Stored data entries
++++++++++++++++++++

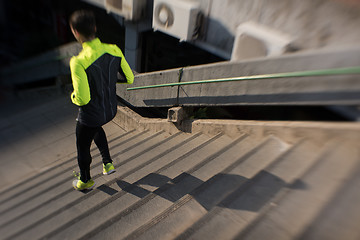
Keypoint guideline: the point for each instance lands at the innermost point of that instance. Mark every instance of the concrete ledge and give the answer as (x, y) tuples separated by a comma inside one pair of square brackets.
[(290, 131)]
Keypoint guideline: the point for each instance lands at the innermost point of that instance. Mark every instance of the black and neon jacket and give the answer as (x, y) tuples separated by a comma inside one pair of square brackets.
[(94, 74)]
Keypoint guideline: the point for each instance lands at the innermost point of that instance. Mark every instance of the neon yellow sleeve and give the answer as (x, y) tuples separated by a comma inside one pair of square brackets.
[(127, 71), (124, 65), (81, 94)]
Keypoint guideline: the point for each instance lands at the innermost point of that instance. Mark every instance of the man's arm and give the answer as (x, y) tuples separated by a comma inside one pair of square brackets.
[(81, 94)]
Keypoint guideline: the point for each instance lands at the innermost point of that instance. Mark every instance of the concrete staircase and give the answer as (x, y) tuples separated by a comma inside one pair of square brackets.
[(196, 186)]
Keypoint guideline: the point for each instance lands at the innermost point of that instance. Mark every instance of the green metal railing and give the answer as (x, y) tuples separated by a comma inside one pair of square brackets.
[(312, 73)]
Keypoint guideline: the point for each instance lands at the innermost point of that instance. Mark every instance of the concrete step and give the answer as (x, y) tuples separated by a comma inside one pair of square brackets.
[(294, 215), (270, 182), (126, 195), (248, 202), (54, 199), (237, 172)]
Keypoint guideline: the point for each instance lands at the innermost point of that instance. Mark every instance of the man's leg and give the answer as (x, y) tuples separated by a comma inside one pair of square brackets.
[(101, 142), (84, 137)]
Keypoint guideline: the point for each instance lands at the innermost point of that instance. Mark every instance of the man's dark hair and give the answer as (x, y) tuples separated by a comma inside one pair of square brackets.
[(83, 21)]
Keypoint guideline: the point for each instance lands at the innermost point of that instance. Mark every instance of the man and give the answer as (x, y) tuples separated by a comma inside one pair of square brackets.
[(94, 74)]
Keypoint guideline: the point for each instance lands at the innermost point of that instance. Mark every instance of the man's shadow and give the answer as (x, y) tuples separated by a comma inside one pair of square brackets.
[(224, 190)]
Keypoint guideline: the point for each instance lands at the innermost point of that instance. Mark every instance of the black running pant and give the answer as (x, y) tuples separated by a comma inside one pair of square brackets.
[(84, 137)]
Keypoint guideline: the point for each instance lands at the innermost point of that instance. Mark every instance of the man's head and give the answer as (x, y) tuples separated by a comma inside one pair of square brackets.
[(83, 25)]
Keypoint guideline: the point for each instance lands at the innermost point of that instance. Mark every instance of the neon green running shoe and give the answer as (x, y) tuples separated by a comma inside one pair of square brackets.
[(80, 185), (108, 169)]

++++++++++++++++++++

#### Task to complete
Give again the lines from the line holding "the man and" through the close of the listing, both included, exactly as written and with nothing else.

#### Answer to this exercise
Keypoint guideline: the point for each instance lands at the innermost point of that instance. Mark every instance of the man and give the answer as (x, y) tuples separated by a comma inside one pair of square brackets.
[(94, 74)]
Keypoint guideline: the point for each instance lands at the innermost point of that instance. Mark every instance of the man's shadow and give the answer as (x, y) tuples separated by a comma inside one pair of square brackets.
[(224, 190)]
Keypoint guideline: the point for each instance lands at the innermost point of that instance. Mark every instance of the black running pant and give the answer as (x, y) tuples separated by a comma inside one pair of square brackets.
[(84, 137)]
Keypoint guideline: the point for each instance lands at the innermost point of that instance. Mark every instance of the man's head and give the answer as (x, y) tuples separated by a comma inside one pair of square brackets.
[(83, 25)]
Keypoint guideline: the point for each instance lands at the innermost point of that instance. Mark every instance of the neon green running shoe and give the answer as (x, y) tuples separated by a comma inside one pair of square brackets.
[(80, 185), (108, 169)]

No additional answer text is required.